Passage:
▽

In quantum mechanics no less than any other aspect of physics, the Simple Harmonic Oscillator is an extremely important system. In quantum mechanics, though, it leads to the 'zero-point energy', a common source of confusion among novices (and back when quantum mechanics was new, everyone was a novice).

The potential of the SHO is Aω²x²/2 + V, where V is the minimum of the potential, ω is the angular frequency associated with the oscillator, x is the parameter that's oscillating (position is a common case), and A is a constant. Note that though V is most often set to 0, this is merely a convention, and the value put here does not change any observable aspect of the system (this property is called Gauge Symmetry).

Just as with any other potential, the set of energy eigenstates (i.e. special states with precisely defined energy) of this potential spans the space of wavefunctions (i.e. states in general). That is to say, any conceivable state of the SHO can be expressed as a linear combination of states with definite known energies.

"So what?" you ask. Well, it turns out that the energy eigenvalues are

E_{n} = V + (n + 1/2)ℏω;

where ℏ is Dirac's constant, and each eigenvalue is labelled by n, and n is a nonnegative integer. This means that the minimum energy of the SHO is not the minimum of the potential, V, but V + ℏω/2. This is the zero-point energy.

What does this mean for energy extraction? Nothing. Ab-so-lute-ly nothing. You can't extract this energy, since there is no state with lower energy. Remember what I said about 'any conceivable state' up above. It does have a variety of implications for other things, principally that the mean kinetic energy and potential energy energies are nonzero; but that doesn't mean they can be gotten out without taking apart the oscillator^{1}.

Still, this freaked theoretical physicists out for quite a while, especially when it came time to quantize the electromagnetic field. You see, the electromagnetic field can be expressed as a sum of an infinite number of harmonic oscillators, one for each wavevector (read: frequency and direction). Having the ground state (one with no photons) have not only some energy but actually an *infinite amount of energy* really bothered them. Now, from a practical point of view, it made no difference, as energy in itself doesn't do anything^{2}, it's only *differences* in energy. The more pragmatic and less timid theoretical physicists simply chose the arbitrarily-set minimum of the potential, V, not to be 0 but rather be -ℏω/2. Thus, the total ground state energy was 0, and they could go with their business. Eventually, when their predictions ended up correct, the furor died down a bit.

△

Material shown:

▽

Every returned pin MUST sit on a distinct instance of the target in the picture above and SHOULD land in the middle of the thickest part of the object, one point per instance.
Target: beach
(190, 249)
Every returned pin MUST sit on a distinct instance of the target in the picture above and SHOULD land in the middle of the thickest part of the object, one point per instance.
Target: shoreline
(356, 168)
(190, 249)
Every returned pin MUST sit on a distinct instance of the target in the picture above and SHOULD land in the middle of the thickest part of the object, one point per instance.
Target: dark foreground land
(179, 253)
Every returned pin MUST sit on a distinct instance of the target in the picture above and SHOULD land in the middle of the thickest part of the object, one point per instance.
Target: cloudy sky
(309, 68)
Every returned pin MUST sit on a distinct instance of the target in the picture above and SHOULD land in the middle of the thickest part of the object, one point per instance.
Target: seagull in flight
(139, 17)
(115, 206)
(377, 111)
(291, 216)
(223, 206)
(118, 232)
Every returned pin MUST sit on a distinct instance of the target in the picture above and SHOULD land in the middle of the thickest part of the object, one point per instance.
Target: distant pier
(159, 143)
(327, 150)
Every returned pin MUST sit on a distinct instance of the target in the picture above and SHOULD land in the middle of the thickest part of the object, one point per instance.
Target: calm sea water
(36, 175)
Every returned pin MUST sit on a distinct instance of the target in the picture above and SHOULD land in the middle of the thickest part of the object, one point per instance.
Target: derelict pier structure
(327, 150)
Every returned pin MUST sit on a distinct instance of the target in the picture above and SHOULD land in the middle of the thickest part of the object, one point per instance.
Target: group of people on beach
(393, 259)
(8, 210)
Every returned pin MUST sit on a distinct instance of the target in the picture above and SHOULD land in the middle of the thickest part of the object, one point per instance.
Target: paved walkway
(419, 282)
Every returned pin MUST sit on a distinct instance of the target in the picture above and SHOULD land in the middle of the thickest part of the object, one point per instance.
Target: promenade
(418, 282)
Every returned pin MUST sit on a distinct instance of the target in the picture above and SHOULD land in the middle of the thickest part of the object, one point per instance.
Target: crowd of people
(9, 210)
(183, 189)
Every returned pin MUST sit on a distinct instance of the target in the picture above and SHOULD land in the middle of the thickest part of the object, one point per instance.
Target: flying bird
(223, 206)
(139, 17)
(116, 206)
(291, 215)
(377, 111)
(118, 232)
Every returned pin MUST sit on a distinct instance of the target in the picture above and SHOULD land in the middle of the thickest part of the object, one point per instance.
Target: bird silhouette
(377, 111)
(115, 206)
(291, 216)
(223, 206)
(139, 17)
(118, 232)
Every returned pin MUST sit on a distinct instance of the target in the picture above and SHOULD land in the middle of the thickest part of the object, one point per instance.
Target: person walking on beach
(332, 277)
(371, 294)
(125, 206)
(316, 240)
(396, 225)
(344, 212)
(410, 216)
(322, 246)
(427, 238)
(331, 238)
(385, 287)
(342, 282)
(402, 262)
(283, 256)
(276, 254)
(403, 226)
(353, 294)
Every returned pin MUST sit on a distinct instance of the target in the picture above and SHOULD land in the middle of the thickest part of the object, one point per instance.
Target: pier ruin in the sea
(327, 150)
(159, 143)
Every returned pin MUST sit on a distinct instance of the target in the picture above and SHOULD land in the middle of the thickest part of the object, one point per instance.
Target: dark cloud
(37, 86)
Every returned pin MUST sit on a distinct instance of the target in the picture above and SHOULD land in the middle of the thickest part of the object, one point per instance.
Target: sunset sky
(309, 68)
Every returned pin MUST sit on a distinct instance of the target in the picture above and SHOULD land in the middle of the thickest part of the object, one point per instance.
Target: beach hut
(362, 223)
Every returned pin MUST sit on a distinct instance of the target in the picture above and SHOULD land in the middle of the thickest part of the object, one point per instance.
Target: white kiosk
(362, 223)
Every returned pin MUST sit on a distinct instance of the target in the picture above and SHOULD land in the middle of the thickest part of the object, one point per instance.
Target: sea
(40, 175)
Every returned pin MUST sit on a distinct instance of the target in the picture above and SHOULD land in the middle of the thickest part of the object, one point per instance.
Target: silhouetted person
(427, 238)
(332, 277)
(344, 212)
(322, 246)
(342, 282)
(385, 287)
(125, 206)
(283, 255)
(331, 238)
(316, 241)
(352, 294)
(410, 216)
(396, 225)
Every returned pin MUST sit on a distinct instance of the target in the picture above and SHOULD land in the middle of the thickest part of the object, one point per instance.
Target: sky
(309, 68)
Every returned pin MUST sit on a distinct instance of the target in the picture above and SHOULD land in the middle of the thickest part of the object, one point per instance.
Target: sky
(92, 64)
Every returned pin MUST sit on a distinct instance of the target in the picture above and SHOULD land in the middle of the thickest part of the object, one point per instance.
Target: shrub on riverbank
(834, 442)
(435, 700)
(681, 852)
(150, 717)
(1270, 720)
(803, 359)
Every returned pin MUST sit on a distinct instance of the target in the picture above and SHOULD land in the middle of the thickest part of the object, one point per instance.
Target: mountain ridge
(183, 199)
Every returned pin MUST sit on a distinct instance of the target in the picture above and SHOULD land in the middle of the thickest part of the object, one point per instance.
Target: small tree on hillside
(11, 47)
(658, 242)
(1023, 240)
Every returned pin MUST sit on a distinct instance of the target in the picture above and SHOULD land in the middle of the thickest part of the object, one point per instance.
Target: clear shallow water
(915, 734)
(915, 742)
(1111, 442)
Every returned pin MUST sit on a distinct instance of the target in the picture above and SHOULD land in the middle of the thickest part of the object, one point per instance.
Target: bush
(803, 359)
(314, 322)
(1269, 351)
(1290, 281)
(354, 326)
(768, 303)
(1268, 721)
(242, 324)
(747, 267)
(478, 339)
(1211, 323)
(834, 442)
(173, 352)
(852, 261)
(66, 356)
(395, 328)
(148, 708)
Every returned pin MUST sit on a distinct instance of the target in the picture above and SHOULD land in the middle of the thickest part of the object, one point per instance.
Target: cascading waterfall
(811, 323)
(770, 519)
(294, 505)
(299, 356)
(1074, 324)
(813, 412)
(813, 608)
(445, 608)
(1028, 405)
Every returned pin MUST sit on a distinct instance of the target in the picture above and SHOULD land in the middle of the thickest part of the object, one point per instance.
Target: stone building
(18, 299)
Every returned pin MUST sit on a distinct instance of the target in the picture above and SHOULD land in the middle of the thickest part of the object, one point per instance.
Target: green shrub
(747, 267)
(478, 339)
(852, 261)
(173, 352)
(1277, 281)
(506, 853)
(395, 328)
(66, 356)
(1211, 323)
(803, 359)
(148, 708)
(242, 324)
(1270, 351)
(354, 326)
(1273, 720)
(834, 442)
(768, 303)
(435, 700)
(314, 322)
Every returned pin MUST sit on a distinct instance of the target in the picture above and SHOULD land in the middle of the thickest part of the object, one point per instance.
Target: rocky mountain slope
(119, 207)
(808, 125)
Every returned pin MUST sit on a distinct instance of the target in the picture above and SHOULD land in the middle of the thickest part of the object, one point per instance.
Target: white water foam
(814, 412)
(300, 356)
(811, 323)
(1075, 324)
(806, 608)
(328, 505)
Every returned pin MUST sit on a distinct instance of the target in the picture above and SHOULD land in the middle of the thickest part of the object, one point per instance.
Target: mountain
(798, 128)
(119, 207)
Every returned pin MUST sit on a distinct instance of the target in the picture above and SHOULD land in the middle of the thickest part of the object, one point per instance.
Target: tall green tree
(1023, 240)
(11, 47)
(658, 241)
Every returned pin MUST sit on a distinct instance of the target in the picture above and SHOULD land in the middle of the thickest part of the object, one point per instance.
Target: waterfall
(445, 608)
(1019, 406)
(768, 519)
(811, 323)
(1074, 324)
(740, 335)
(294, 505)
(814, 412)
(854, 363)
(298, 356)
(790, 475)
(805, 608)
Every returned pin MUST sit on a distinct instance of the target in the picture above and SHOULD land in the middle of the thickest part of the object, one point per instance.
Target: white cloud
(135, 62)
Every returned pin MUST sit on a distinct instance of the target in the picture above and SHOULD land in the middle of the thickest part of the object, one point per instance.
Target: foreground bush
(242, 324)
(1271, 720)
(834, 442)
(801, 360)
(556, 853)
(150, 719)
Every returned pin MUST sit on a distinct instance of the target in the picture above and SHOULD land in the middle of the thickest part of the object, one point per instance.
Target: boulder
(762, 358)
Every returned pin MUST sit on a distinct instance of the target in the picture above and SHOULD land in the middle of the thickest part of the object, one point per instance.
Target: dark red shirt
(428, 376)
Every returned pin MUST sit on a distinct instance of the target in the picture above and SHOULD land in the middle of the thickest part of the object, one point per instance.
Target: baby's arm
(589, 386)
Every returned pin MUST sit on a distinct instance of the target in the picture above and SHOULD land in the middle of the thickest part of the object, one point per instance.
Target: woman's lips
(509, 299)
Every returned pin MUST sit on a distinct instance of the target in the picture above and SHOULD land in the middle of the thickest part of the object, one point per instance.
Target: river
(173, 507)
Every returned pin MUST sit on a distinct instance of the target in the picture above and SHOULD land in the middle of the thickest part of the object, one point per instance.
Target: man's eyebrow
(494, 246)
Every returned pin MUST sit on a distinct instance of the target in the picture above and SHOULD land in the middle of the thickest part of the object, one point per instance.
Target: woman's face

△

Stated problem: Set down, word for word, the part of the harmonic oscillator text that opens with the words "Just as with" and closes with "the zero-point energy.".

Worked answer:
Just as with any other potential, the set of energy eigenstates (i.e. special states with precisely defined energy) of this potential spans the space of wavefunctions (i.e. states in general). That is to say, any conceivable state of the SHO can be expressed as a linear combination of states with definite known energies.

"So what?" you ask. Well, it turns out that the energy eigenvalues are

E_{n} = V + (n + 1/2)ℏω;

where ℏ is Dirac's constant, and each eigenvalue is labelled by n, and n is a nonnegative integer. This means that the minimum energy of the SHO is not the minimum of the potential, V, but V + ℏω/2. This is the zero-point energy.